Instruction 1 =
In the records, starting at the line containing "the clear blue sky" and ending at the end of the records, switch "pointer" to "marker" and write those lines out again with nothing else changed.

Reading text =
Digital management:
- every evening or after every session, download to primary computer
into temp directory
- next time I'm working on the computer, run DNG Converter on all
files in temp,
transferring files into working directory
- auto-backup every evening to external archive directory all new
original
PEF, JPEG, DNG and .PSD work files (2x since I make two replicas
of my
archive hard drive)
All files are automatically cataloged with iView Media Pro at the
same time the backups are done. I can then tag, categorize, and
otherwise keyword stuff at leisure, the backups pick up any changes
to iView archive files as well. .XMP sidecar files are also picked up
at the same time.
The process is to me much faster and easier to keep working than
anything I ever did with film. I wish my film archives were half as
well organized ... I always found it very tedious to do. I can find
anything I've created a digital rendering of for the past 20 years in
less than 3 minutes ... that's 120,000+ images now.
Godfrey
On Jul 9, 2005, at 1:03 PM, Pat Kong wrote:
Hmmm, I had that system down. No film tail? Canister marked as
exposed? Off to
processing. Archiving meant displaying suitable shots or putting
them into
chronological albums. Negatives were filed chronologically as well
by event.
The transition to digital means downloading images to PC, burning a
CD (or two)

Data supplied =
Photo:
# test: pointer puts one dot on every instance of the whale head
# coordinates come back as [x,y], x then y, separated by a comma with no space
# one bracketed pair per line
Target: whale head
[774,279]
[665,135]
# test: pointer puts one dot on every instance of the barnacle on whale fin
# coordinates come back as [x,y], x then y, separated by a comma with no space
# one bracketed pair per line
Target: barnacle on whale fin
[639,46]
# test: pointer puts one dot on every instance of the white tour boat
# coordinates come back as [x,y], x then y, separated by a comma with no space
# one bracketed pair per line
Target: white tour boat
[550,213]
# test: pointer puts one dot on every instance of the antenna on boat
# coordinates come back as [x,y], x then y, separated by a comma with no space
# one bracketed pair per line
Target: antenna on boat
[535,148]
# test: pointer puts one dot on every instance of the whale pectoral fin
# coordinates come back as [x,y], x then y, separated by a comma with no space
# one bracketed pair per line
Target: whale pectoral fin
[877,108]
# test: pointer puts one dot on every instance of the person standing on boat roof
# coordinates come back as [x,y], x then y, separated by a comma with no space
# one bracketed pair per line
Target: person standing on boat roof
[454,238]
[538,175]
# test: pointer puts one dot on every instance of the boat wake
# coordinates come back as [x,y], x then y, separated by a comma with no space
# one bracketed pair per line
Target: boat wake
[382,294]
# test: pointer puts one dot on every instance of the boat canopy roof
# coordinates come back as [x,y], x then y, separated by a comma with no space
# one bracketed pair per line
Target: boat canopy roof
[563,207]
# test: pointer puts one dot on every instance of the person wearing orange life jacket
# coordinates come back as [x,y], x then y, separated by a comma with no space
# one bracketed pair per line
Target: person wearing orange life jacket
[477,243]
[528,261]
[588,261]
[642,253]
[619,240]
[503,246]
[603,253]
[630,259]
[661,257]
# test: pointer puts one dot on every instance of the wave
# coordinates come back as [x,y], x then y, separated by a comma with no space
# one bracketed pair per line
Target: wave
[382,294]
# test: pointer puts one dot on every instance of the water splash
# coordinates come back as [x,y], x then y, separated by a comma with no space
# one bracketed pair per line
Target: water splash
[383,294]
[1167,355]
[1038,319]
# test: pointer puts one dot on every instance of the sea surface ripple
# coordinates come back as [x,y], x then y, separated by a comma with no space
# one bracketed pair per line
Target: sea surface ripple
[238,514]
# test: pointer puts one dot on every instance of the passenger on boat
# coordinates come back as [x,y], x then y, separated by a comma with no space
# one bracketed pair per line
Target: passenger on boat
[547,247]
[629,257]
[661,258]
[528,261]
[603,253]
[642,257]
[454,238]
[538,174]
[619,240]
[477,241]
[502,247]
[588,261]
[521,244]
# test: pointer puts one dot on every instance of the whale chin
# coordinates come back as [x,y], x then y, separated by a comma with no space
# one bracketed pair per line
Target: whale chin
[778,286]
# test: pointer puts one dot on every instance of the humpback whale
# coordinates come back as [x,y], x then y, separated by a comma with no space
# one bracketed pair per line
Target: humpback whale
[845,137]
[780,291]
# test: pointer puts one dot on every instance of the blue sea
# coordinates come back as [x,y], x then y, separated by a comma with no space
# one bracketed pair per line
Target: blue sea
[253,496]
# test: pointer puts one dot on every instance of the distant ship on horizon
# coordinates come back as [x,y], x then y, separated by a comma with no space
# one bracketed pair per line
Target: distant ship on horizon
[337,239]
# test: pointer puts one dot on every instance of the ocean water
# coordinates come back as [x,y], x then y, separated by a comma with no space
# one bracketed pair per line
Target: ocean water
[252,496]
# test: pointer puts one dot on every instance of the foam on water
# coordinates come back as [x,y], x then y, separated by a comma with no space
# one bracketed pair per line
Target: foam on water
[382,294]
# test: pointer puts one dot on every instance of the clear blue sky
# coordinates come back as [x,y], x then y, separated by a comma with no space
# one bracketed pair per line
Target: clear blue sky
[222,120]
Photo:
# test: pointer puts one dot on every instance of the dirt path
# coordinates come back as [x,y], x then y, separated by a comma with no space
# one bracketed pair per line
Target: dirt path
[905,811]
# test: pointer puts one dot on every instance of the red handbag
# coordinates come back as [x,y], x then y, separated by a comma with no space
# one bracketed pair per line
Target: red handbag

Instruction 2 =
For each statement, say whether the post on digital photo management agrees with it. Answer yes or no, and quote the words from the post that decide it.
(a) Files are cataloged with iView Media Pro at the same time the backups are done.
(b) The writer keeps the digital archive on a single hard drive with no copies.
(c) The writer's film archives are better organized than the digital ones.

Answer 1 =
# test: marker puts one dot on every instance of the clear blue sky
# coordinates come back as [x,y], x then y, separated by a comma with no space
# one bracketed pair per line
Target: clear blue sky
[222,120]
Photo:
# test: marker puts one dot on every instance of the dirt path
# coordinates come back as [x,y], x then y, separated by a comma with no space
# one bracketed pair per line
Target: dirt path
[905,811]
# test: marker puts one dot on every instance of the red handbag
# coordinates come back as [x,y], x then y, separated by a comma with no space
# one bracketed pair per line
Target: red handbag

Answer 2 =
(a) Yes: "All files are automatically cataloged with iView Media Pro at the same time the backups are done."
(b) No: "2x since I make two replicas of my archive hard drive"
(c) No: "I wish my film archives were half as well organized"